* Provided records:
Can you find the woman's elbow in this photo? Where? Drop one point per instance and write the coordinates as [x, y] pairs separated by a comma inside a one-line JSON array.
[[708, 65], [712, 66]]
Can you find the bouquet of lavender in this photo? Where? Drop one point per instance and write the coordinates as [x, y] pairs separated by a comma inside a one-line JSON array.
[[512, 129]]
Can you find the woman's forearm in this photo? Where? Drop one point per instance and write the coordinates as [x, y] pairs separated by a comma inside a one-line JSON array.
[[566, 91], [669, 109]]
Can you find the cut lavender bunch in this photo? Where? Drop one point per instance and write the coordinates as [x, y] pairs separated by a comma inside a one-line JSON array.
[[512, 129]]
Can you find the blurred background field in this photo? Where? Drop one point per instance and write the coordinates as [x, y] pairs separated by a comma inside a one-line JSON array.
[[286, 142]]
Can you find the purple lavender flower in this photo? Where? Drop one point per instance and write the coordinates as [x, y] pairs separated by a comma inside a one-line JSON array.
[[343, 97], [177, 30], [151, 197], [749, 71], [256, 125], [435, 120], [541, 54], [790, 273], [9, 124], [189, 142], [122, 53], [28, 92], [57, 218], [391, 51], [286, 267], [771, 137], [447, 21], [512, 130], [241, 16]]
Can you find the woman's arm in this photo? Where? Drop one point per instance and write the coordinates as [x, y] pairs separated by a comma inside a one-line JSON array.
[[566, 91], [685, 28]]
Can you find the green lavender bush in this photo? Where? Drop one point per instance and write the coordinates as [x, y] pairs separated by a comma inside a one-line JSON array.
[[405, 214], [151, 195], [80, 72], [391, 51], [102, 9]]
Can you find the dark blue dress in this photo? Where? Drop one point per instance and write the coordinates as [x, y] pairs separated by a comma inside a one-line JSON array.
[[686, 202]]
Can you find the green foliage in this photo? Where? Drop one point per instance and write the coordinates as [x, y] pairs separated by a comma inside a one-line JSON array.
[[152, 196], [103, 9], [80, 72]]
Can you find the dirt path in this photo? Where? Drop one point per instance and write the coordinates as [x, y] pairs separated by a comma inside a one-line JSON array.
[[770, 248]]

* Your instructions: Reproduce all of the records above word for word, with every line kept unchanged and in the same order.

* Complete output:
Can you find the woman's elbow in this photo? Where? Drop one point per instance and write the coordinates as [x, y] pairs separated by a comma inside a one-line JSON array.
[[708, 65], [712, 66]]
Can you find the bouquet of lavender in this photo? Where? Drop one point per instance and write the coordinates as [x, y] pairs separated by a comma inside a one-line JSON array.
[[512, 129]]
Can you find the woman's forearm in this photo? Where? Drop one point per instance and write the coordinates as [x, y] pairs separated by a comma inside a one-line JSON array.
[[566, 91], [669, 109]]
Can you find the cut lavender bunch in this photo? Where? Drop one point per instance and write the coordinates as [x, y] pairs separated by a comma inside a one-line JSON array.
[[512, 129]]
Can you find the blurred background field in this photo? Where? Drop one point per instance and write the coordinates as [x, y] pairs separated by a comma inside a one-line JSON array.
[[286, 142]]
Can you find the purple lavender flower in this photo? Where? Drop one point per instance and write the coordinates as [x, y] pairs separated by a comma inside a one-line JSON array.
[[343, 97], [177, 30], [151, 197], [749, 71], [256, 125], [435, 120], [541, 54], [790, 273], [9, 124], [189, 142], [122, 53], [28, 92], [57, 218], [391, 51], [286, 267], [771, 137], [447, 21], [512, 130], [241, 16]]
Can you find the woman's arm in this photo? Where? Drop one point per instance and write the coordinates as [x, y] pairs separated by a comma inside a one-line JSON array.
[[566, 91], [685, 28]]
Can you find the green lavender bush in this photo? Where? Drop one point per instance and write the coordinates as [x, y] pairs separated by a comma inside a one-line JSON array.
[[405, 214], [151, 195], [80, 72], [391, 51], [102, 9]]
Can you find the dark blue dress in this photo? Where? Drop one point per instance and write the coordinates as [x, y] pairs separated by a comma inside a one-line JSON array.
[[686, 202]]
Can you find the green foliage in this photo? Where? Drop one point per instance and write the coordinates as [x, y] pairs separated by a comma inside a one-line JSON array.
[[152, 196], [103, 9], [80, 72]]
Can you find the dirt path in this photo? Where? Drop one point per instance and write the coordinates as [x, y] pairs separated by a comma inside a one-line JSON array.
[[770, 248]]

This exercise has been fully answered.